▶ _EXERCISE DETAILS_: Write out the listing beneath this instruction in its entirety, exactly as it reads.

begin RECORD LIST

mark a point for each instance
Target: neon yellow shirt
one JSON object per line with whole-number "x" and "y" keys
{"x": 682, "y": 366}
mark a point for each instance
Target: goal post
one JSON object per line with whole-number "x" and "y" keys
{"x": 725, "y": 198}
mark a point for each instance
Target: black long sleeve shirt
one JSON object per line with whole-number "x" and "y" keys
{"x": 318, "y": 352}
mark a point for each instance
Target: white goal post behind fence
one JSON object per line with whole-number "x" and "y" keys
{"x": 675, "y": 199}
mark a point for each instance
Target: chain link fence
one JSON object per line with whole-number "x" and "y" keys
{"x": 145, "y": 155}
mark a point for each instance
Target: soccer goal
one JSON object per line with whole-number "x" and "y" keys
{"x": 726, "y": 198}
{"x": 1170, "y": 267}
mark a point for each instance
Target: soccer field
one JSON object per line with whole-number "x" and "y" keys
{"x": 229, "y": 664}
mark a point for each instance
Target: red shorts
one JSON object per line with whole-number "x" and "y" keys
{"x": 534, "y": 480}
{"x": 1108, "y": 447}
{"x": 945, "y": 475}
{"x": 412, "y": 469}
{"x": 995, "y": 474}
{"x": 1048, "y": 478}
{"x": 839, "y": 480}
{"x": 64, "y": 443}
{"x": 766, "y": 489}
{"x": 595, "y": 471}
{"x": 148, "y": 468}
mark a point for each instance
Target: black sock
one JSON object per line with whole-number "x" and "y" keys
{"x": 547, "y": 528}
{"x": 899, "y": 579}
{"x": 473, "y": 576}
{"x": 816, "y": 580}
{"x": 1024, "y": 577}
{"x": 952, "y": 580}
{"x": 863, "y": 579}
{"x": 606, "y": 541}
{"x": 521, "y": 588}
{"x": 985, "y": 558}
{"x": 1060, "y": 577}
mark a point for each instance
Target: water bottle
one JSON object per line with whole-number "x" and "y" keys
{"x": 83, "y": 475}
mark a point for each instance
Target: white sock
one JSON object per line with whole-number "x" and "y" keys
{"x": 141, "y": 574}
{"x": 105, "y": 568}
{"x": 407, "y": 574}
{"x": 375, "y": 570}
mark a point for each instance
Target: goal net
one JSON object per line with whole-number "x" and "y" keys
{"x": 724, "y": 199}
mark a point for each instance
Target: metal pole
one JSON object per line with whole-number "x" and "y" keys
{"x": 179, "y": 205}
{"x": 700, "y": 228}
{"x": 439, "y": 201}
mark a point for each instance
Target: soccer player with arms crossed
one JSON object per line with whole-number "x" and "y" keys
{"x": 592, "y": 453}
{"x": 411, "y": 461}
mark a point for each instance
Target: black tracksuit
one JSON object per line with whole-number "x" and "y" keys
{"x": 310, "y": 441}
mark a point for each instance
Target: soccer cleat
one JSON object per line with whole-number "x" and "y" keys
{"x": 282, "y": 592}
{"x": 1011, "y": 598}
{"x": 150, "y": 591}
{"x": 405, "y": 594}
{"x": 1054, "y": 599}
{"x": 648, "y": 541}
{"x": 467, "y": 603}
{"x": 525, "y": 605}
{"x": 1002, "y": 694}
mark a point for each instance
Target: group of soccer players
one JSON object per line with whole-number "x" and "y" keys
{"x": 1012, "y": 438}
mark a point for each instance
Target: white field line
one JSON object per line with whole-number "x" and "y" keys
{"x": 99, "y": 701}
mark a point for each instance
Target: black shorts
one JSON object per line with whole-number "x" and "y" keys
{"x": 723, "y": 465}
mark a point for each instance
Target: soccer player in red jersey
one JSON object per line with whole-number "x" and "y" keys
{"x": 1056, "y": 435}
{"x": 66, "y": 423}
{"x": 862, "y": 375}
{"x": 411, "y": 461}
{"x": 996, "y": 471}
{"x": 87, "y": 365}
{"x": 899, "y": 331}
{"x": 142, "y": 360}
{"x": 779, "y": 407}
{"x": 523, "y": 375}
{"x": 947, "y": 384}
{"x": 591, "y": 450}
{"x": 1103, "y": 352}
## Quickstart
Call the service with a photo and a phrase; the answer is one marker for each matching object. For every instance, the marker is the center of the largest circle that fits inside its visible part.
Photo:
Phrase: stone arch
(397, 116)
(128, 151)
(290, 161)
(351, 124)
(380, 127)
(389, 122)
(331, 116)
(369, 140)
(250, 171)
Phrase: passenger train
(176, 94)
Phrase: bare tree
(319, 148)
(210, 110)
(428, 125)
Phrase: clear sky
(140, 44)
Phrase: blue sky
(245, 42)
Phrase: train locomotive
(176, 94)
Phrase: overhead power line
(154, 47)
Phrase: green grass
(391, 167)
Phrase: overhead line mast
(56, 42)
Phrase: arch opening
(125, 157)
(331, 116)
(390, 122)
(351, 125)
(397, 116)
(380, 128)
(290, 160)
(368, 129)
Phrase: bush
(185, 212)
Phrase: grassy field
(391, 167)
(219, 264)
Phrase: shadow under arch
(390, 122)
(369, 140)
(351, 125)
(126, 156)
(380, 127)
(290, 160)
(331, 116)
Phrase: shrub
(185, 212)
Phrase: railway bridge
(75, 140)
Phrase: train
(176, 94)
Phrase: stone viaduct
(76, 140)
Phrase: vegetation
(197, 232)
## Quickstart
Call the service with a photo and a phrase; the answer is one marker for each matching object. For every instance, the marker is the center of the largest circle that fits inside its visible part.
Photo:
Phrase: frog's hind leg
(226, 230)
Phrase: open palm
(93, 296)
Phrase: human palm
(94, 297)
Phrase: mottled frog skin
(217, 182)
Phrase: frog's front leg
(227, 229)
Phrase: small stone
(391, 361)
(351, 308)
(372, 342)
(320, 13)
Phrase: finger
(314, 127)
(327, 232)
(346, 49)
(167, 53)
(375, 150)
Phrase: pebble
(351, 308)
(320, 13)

end RECORD LIST

▶ _OUTPUT FOR THIS TASK_:
mark a point for each instance
Target: neon yellow shirt
one JSON object per line with whole-number "x" and "y" keys
{"x": 682, "y": 366}
mark a point for each instance
Target: goal post
one JSON object per line with whole-number "x" and "y" keys
{"x": 725, "y": 198}
mark a point for each instance
Target: black long sleeve shirt
one JSON object per line with whole-number "x" and "y" keys
{"x": 318, "y": 352}
mark a point for each instance
Target: white goal post behind fence
one JSON object per line with whole-number "x" and "y" keys
{"x": 675, "y": 199}
mark a point for each instance
Target: chain link fence
one JSON object per line with whole-number "x" and "y" keys
{"x": 145, "y": 155}
mark a point for each instance
Target: soccer goal
one JSON object per line with whole-number "x" and "y" keys
{"x": 726, "y": 198}
{"x": 1170, "y": 267}
mark a point for each instance
Target: soccer field
one JSON object per line with whole-number "x" and "y" keys
{"x": 229, "y": 664}
mark a point for each instance
Target: red shorts
one JSON object per line with whole-number "x" and "y" keys
{"x": 534, "y": 480}
{"x": 1108, "y": 447}
{"x": 945, "y": 475}
{"x": 412, "y": 469}
{"x": 995, "y": 474}
{"x": 1048, "y": 478}
{"x": 839, "y": 480}
{"x": 64, "y": 443}
{"x": 766, "y": 489}
{"x": 595, "y": 471}
{"x": 148, "y": 468}
mark a point for each instance
Target: black sock
one JSON object per line with whole-number "x" and "y" keys
{"x": 547, "y": 528}
{"x": 899, "y": 579}
{"x": 473, "y": 576}
{"x": 816, "y": 580}
{"x": 1024, "y": 577}
{"x": 952, "y": 580}
{"x": 863, "y": 579}
{"x": 606, "y": 541}
{"x": 521, "y": 588}
{"x": 985, "y": 558}
{"x": 1060, "y": 577}
mark a point for each instance
Target: water bottle
one JSON object per line with whole-number "x" and "y" keys
{"x": 83, "y": 475}
mark a point for each instance
Target: white sock
one JSON object per line with whole-number "x" and "y" keys
{"x": 141, "y": 574}
{"x": 105, "y": 568}
{"x": 407, "y": 574}
{"x": 375, "y": 570}
mark a point for each instance
Target: goal net
one JSON object per line with whole-number "x" and "y" keys
{"x": 724, "y": 199}
mark a point for each instance
Target: metal pole
one JSON object per line with whole-number "x" and "y" keys
{"x": 179, "y": 205}
{"x": 700, "y": 228}
{"x": 439, "y": 201}
mark a point for each instance
Target: soccer player with arms crossed
one JSON object per line with whole-number "x" and "y" keys
{"x": 592, "y": 453}
{"x": 411, "y": 461}
mark a point for each instance
Target: black tracksuit
one JSON object per line with whole-number "x" and "y" keys
{"x": 310, "y": 441}
mark a point for each instance
Target: soccer cleat
one JSON object per line with whole-number "x" and "y" keys
{"x": 282, "y": 592}
{"x": 1011, "y": 598}
{"x": 150, "y": 591}
{"x": 405, "y": 594}
{"x": 1054, "y": 599}
{"x": 648, "y": 541}
{"x": 467, "y": 603}
{"x": 525, "y": 605}
{"x": 1002, "y": 694}
mark a point for each instance
Target: group of soccer players
one JSON object per line with whole-number "x" and "y" keys
{"x": 1012, "y": 438}
mark a point for each instance
Target: white field line
one JSON object per line with whole-number "x" and "y" keys
{"x": 99, "y": 701}
mark a point for each instance
Target: black shorts
one JSON object per line with whole-number "x" and "y" keys
{"x": 723, "y": 465}
mark a point for each instance
Target: soccer player in red jersey
one JSON object per line with whole-number "x" and "y" keys
{"x": 1056, "y": 435}
{"x": 66, "y": 423}
{"x": 862, "y": 375}
{"x": 411, "y": 461}
{"x": 996, "y": 471}
{"x": 87, "y": 365}
{"x": 899, "y": 331}
{"x": 142, "y": 360}
{"x": 779, "y": 407}
{"x": 523, "y": 375}
{"x": 947, "y": 384}
{"x": 591, "y": 450}
{"x": 1103, "y": 352}
## Quickstart
Call the service with a photo and a phrase; the answer is one marker for each matching object. For every instance, the marker is the center of the largest circle that fits inside its visible part.
Photo:
Phrase: stone arch
(397, 116)
(128, 151)
(290, 161)
(351, 124)
(380, 127)
(389, 122)
(331, 116)
(369, 140)
(250, 171)
Phrase: passenger train
(176, 94)
Phrase: bare tree
(319, 148)
(210, 110)
(428, 125)
Phrase: clear sky
(140, 44)
Phrase: blue sky
(245, 42)
Phrase: train locomotive
(176, 94)
Phrase: overhead power line
(154, 47)
Phrase: green grass
(391, 167)
Phrase: overhead line mast
(56, 42)
Phrase: arch opening
(125, 157)
(331, 116)
(390, 122)
(351, 125)
(397, 116)
(380, 128)
(290, 160)
(368, 129)
Phrase: bush
(185, 212)
Phrase: grassy field
(391, 167)
(219, 264)
Phrase: shadow under arch
(390, 122)
(369, 140)
(351, 125)
(126, 156)
(380, 127)
(290, 160)
(331, 116)
Phrase: shrub
(185, 212)
Phrase: railway bridge
(75, 140)
Phrase: train
(176, 94)
Phrase: stone viaduct
(76, 140)
Phrase: vegetation
(197, 232)
## Quickstart
Call the service with a photo and a phrase; the answer is one marker for each matching object. For every instance, the marker is the center of the largest circle that fits inside its visible part.
Photo:
Phrase: frog's hind leg
(226, 230)
Phrase: open palm
(93, 296)
Phrase: human palm
(94, 297)
Phrase: mottled frog skin
(217, 182)
Phrase: frog's front leg
(227, 229)
Phrase: small stone
(391, 361)
(351, 308)
(372, 342)
(320, 13)
Phrase: finger
(314, 127)
(327, 232)
(346, 49)
(167, 53)
(375, 150)
Phrase: pebble
(351, 308)
(320, 13)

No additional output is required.